▶ DOCUMENT PASSAGE:
============================================================
Re: [PATCH 16/18] mm: memcontrol: charge swapin pages on instantiation

[Date Prev][Date Next][Thread Prev][Thread Next][Date Index][Thread Index]

 



On Mon, Apr 20, 2020 at 06:11:24PM -0400, Johannes Weiner wrote:
> Right now, users that are otherwise memory controlled can easily
> escape their containment and allocate significant amounts of memory
> that they're not being charged for. That's because swap readahead
> pages are not being charged until somebody actually faults them into
> their page table. This can be exploited with MADV_WILLNEED, which
> triggers arbitrary readahead allocations without charging the pages.
> 
> There are additional problems with the delayed charging of swap pages:
> 
> 1. To implement refault/workingset detection for anonymous pages, we
>    need to have a target LRU available at swapin time, but the LRU is
>    not determinable until the page has been charged.
> 
> 2. To implement per-cgroup LRU locking, we need page->mem_cgroup to be
>    stable when the page is isolated from the LRU; otherwise, the locks
>    change under us. But swapcache gets charged after it's already on
>    the LRU, and even if we cannot isolate it ourselves (since charging
>    is not exactly optional).
> 
> The previous patch ensured we always maintain cgroup ownership records
> for swap pages. This patch moves the swapcache charging point from the
> fault handler to swapin time to fix all of the above problems.
> 
> Signed-off-by: Johannes Weiner <hannes@xxxxxxxxxxx>
> ---
>  mm/memory.c     | 15 ++++++---
>  mm/shmem.c      | 14 ++++----
>  mm/swap_state.c | 89 ++++++++++++++++++++++++++-----------------------
>  mm/swapfile.c   |  6 ----
>  4 files changed, 67 insertions(+), 57 deletions(-)
> 
> diff --git a/mm/memory.c b/mm/memory.c
> index 3fa379d9b17d..5d266532fc40 100644
> --- a/mm/memory.c
> +++ b/mm/memory.c
> @@ -3127,9 +3127,20 @@ vm_fault_t do_swap_page(struct vm_fault *vmf)
============================================================
Data records:
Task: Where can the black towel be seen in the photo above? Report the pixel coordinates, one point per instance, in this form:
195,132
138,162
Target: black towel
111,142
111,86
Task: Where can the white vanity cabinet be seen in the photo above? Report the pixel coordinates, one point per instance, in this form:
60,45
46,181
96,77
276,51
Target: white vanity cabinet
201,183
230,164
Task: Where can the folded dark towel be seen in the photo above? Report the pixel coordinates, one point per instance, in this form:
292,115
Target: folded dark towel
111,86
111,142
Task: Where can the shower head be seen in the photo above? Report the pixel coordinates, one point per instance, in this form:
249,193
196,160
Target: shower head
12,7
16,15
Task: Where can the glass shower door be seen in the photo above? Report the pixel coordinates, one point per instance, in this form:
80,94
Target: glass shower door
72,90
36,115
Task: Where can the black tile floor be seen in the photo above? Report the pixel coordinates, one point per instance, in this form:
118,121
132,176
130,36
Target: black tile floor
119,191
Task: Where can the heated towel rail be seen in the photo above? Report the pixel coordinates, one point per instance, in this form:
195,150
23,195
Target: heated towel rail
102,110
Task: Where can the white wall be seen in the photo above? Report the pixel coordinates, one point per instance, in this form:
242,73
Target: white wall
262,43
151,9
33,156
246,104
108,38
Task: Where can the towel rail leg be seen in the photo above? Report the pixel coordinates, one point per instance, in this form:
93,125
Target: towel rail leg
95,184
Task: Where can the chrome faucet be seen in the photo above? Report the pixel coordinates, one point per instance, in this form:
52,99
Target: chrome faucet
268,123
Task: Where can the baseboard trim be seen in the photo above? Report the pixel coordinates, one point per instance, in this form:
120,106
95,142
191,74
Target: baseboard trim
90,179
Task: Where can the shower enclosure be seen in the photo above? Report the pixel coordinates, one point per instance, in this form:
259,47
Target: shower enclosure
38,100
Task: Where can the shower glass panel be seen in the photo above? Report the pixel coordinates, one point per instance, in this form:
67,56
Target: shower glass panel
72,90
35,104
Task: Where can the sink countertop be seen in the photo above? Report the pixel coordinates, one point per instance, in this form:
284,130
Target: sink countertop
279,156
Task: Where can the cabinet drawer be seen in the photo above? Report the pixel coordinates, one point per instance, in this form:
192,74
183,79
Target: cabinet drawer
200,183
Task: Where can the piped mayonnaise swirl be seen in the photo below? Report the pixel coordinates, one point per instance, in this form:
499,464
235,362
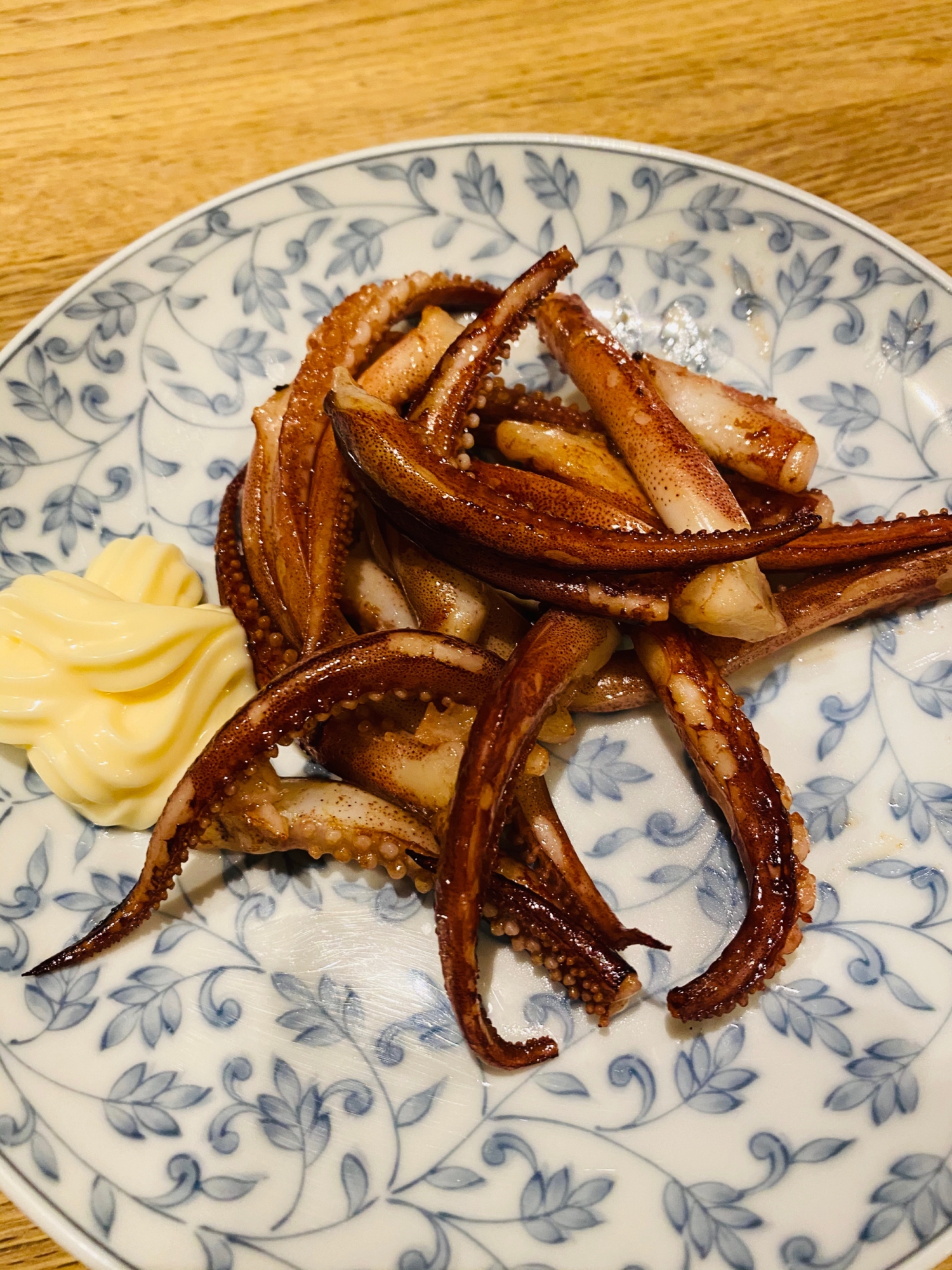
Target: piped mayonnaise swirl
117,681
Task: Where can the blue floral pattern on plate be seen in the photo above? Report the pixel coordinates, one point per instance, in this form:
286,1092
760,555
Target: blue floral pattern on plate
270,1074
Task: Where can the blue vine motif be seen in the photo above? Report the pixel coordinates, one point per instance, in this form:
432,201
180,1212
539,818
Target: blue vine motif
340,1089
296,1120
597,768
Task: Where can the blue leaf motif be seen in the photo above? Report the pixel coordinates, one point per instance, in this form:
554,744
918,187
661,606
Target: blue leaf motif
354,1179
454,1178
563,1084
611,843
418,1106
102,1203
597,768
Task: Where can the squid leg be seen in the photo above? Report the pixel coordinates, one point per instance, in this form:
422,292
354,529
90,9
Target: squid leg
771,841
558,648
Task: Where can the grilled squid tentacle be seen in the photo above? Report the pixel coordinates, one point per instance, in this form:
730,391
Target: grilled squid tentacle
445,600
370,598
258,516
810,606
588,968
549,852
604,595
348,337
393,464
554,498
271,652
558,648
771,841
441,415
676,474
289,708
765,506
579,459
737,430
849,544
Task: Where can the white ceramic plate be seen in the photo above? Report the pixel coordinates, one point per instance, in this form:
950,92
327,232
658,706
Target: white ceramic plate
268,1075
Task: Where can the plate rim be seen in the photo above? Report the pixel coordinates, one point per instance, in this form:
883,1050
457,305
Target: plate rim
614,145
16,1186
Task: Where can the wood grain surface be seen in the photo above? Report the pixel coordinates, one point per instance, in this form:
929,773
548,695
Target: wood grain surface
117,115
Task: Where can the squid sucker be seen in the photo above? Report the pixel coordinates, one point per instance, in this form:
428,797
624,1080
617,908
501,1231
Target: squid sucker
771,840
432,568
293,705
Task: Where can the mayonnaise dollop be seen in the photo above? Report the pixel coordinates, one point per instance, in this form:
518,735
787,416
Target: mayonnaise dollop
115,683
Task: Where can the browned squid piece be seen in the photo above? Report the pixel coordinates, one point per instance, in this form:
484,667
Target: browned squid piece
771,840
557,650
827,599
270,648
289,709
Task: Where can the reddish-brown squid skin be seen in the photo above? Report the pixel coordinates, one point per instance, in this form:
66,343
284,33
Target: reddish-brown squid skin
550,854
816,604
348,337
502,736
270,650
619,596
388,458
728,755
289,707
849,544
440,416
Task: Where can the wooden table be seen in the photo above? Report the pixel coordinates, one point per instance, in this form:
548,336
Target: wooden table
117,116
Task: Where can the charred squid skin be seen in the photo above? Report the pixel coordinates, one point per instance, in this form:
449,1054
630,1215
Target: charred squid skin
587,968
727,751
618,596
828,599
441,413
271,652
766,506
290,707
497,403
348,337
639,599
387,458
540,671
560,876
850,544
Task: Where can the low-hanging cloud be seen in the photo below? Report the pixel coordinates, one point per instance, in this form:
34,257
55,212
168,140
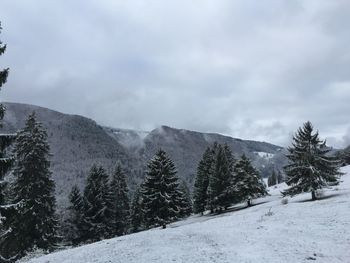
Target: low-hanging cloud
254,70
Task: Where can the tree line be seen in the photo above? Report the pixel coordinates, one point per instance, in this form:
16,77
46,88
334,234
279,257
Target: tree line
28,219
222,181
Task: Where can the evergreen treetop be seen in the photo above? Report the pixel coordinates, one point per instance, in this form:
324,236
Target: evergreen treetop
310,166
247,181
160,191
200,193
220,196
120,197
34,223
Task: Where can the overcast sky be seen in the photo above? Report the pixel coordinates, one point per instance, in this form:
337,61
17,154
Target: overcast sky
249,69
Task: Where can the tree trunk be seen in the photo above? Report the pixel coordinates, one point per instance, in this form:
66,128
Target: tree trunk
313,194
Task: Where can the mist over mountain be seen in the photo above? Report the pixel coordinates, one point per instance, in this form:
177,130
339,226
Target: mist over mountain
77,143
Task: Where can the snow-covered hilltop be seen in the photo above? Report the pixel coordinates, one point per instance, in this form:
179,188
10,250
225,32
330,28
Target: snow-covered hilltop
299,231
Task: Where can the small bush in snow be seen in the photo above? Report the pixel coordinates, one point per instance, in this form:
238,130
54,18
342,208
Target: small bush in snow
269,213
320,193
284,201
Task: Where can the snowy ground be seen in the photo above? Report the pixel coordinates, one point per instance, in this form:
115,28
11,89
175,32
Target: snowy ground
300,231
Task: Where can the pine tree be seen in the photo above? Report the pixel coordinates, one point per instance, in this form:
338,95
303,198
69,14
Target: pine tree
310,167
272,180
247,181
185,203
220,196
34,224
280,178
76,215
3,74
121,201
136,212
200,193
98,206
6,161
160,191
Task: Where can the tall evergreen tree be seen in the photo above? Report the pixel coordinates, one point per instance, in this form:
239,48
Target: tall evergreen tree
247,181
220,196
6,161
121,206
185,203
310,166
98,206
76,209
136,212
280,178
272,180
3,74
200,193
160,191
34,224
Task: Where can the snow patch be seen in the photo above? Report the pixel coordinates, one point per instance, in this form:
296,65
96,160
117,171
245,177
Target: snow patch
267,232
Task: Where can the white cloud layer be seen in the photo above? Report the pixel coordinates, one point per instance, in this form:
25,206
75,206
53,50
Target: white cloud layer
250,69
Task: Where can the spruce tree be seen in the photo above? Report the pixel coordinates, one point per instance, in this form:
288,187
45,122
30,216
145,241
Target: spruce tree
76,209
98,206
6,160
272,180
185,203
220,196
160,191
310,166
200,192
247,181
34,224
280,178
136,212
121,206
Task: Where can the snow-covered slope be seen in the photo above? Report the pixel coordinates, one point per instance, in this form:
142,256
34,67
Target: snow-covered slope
============================================================
▶ THINGS TO DO:
a: List every source file that the memcontrol swapin patch reports as changed.
b: Summarize the memcontrol swapin patch in two sentences.

▶ IN RESPONSE:
a:
mm/memory.c
mm/shmem.c
mm/swap_state.c
mm/swapfile.c

b: Swap readahead pages are not charged until someone faults them into a page table, so memory-controlled users can allocate significant uncharged memory, for example with MADV_WILLNEED. The delayed charging also gets in the way of refault/workingset detection for anonymous pages and per-cgroup LRU locking, so the patch moves swapcache charging from the fault handler to swapin time.